**COMPITO 1**
Per ciascuna delle affermazioni (a), (b) e (c), indica se concorda con l'estratto della fonte. Rispondi sì o no e riporta tra virgolette, senza modifiche, le parole dell'estratto che decidono la risposta.
(a) La guerra tra procura di Milano e Fininvest si combatté in un unico procedimento.
(b) Secondo Boccassini, la conflittualità tra politica e magistratura destabilizzò anche le dinamiche interne alla magistratura.
(c) Diversi colleghi vivevano quei processi come un ostacolo alle loro carriere.
**COMPITO 2**
Ricopia senza alcuna modifica il tratto dell'estratto della fonte che va da "Fu l’inizio di" fino a "confronti di Boccassini.".
**COMPITO 3**
Quali procedimenti cita l'estratto della fonte come esempi della guerra tra procura di Milano e Fininvest?

Fu l’inizio di una lunga guerra tra procura di Milano e Fininvest, combattuta in diversi procedimenti: Toghe Sporche, Sme, Lodo Mondadori, Ruby, per dirne alcuni. E nel racconto che Boccassini fa di questa guerra, emerge ancora una volta il tratto comune della sua autobiografia: tra gli effetti della conflittualità tra politica e magistratura “ci fu anche quello di destabilizzare le dinamiche all’interno della magistratura stessa. Diversi colleghi vivevano quei processi come un ostacolo alle loro carriere o a eventuali richieste di adeguamenti economici. Una lettura corporativa, che rese palpabile l’ostilità” tutta interna agli uffici di Via Freguglia nei confronti di Boccassini.

**ELENCO DELLE VOCI**
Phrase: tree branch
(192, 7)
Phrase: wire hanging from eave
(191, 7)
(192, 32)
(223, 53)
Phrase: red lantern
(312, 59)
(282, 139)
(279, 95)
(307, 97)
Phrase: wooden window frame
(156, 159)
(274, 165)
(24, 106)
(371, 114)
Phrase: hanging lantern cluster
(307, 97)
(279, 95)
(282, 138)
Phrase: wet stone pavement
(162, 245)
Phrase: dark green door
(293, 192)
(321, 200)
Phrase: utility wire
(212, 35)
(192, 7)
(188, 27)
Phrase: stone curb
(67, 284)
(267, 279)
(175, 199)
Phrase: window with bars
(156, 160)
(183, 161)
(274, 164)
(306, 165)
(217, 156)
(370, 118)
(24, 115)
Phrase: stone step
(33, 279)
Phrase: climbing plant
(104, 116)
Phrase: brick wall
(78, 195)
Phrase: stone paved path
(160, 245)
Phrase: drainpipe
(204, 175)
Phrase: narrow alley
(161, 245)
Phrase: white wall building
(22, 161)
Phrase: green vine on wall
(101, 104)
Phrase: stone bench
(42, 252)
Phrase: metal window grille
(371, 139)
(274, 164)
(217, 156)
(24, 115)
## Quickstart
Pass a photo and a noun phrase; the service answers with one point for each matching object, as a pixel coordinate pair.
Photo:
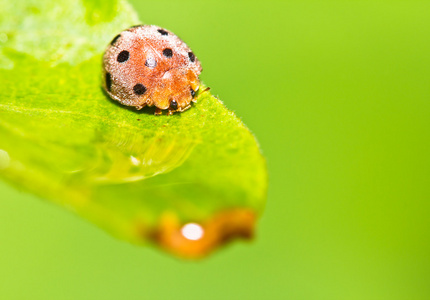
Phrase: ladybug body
(147, 65)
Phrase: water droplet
(192, 231)
(4, 160)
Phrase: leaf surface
(139, 176)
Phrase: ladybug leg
(185, 108)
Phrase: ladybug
(146, 65)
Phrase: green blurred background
(338, 95)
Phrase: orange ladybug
(146, 65)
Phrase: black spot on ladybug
(139, 89)
(162, 31)
(168, 52)
(108, 81)
(123, 56)
(115, 39)
(135, 26)
(192, 56)
(150, 62)
(174, 105)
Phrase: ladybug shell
(148, 65)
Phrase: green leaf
(139, 176)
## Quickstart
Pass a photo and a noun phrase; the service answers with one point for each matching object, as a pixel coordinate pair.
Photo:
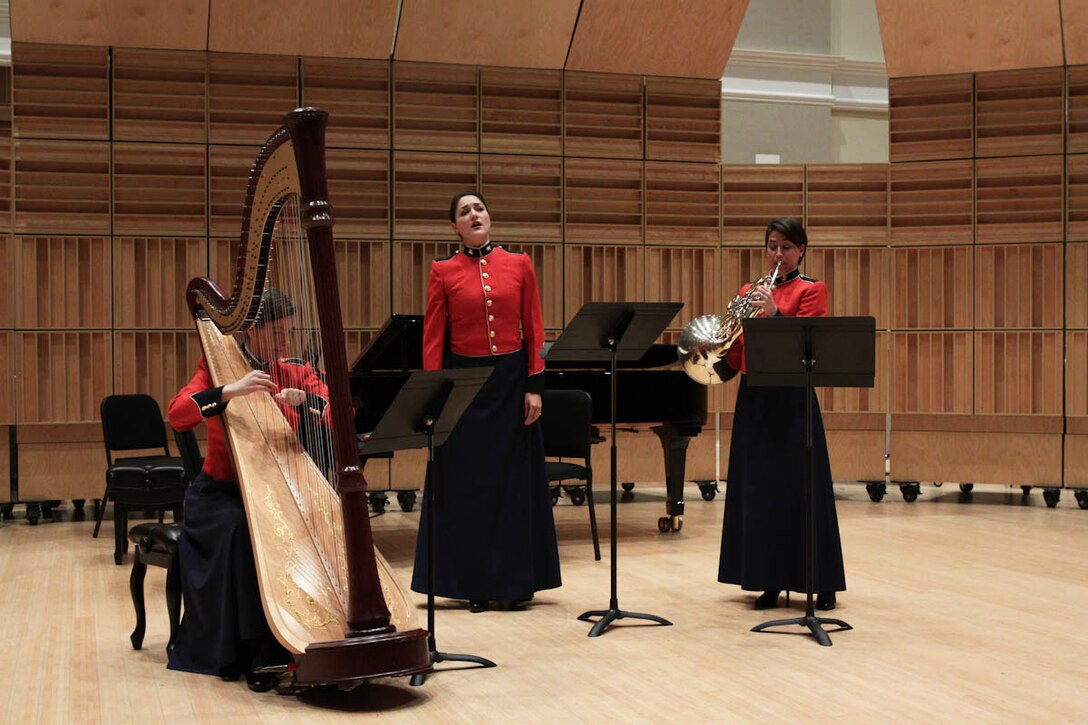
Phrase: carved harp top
(329, 596)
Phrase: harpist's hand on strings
(291, 396)
(533, 405)
(255, 381)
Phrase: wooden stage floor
(962, 612)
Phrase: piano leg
(675, 439)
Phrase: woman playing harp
(326, 594)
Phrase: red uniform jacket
(200, 401)
(794, 296)
(484, 302)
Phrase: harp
(329, 596)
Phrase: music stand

**RISPOSTA CORRETTA 1**
(a) No: "combattuta in diversi procedimenti".
(b) Sì: "ci fu anche quello di destabilizzare le dinamiche all’interno della magistratura stessa".
(c) Sì: "Diversi colleghi vivevano quei processi come un ostacolo alle loro carriere".

**RISPOSTA CORRETTA 2**
Fu l’inizio di una lunga guerra tra procura di Milano e Fininvest, combattuta in diversi procedimenti: Toghe Sporche, Sme, Lodo Mondadori, Ruby, per dirne alcuni. E nel racconto che Boccassini fa di questa guerra, emerge ancora una volta il tratto comune della sua autobiografia: tra gli effetti della conflittualità tra politica e magistratura “ci fu anche quello di destabilizzare le dinamiche all’interno della magistratura stessa. Diversi colleghi vivevano quei processi come un ostacolo alle loro carriere o a eventuali richieste di adeguamenti economici. Una lettura corporativa, che rese palpabile l’ostilità” tutta interna agli uffici di Via Freguglia nei confronti di Boccassini.

**RISPOSTA CORRETTA 3**
Toghe Sporche, Sme, Lodo Mondadori e Ruby.